Task directions: Please print word for word the part of the items below that opens with the line containing "Please put a point on the concrete" and closes with the end of the items, including both of those ends.

═══ Dataset entries ═══

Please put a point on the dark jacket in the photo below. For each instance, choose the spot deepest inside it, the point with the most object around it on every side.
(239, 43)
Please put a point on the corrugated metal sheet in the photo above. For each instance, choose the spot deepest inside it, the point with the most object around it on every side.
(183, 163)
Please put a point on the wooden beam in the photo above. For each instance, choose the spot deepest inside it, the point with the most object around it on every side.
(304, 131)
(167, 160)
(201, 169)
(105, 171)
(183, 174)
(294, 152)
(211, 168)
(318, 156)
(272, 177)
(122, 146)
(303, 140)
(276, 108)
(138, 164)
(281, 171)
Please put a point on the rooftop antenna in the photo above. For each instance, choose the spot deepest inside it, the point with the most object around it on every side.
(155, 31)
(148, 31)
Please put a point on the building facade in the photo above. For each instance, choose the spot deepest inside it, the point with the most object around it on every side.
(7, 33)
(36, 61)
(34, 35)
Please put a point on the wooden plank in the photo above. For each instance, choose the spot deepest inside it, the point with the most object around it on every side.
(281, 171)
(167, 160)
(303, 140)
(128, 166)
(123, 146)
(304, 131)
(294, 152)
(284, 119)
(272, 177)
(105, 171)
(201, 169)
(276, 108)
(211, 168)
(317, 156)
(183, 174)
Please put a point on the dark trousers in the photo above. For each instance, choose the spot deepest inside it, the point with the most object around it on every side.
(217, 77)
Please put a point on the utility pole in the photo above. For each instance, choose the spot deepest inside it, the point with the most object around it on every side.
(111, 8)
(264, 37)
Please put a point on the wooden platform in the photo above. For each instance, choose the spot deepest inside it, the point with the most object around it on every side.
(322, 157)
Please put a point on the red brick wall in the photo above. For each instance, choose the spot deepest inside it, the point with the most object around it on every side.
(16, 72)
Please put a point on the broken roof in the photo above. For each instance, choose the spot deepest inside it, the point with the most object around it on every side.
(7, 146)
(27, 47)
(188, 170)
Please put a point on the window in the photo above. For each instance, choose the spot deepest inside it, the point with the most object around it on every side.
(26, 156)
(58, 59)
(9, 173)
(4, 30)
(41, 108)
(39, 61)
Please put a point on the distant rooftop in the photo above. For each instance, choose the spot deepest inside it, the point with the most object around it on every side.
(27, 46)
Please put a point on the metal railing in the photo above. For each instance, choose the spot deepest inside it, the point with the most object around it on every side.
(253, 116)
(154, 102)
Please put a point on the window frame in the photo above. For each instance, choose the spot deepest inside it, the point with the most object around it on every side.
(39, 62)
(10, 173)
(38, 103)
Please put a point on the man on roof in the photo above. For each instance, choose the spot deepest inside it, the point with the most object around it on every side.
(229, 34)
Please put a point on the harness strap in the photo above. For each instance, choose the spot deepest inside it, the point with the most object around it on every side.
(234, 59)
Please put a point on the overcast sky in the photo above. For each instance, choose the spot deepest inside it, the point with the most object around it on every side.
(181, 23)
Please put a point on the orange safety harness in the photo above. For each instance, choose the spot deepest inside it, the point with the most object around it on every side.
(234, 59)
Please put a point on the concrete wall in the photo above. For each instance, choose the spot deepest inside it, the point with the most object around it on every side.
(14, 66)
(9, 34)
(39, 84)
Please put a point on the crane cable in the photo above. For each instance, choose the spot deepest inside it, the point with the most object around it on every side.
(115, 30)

═══

Solution:
Please put a point on the concrete wall in the photo above. For each instance, choose the spot deepest inside it, the point with the most object around it on every side.
(14, 66)
(9, 34)
(39, 84)
Please put a point on the crane cable in the photo above. For each instance, choose the spot deepest inside it, the point with the most object around it on every side.
(115, 30)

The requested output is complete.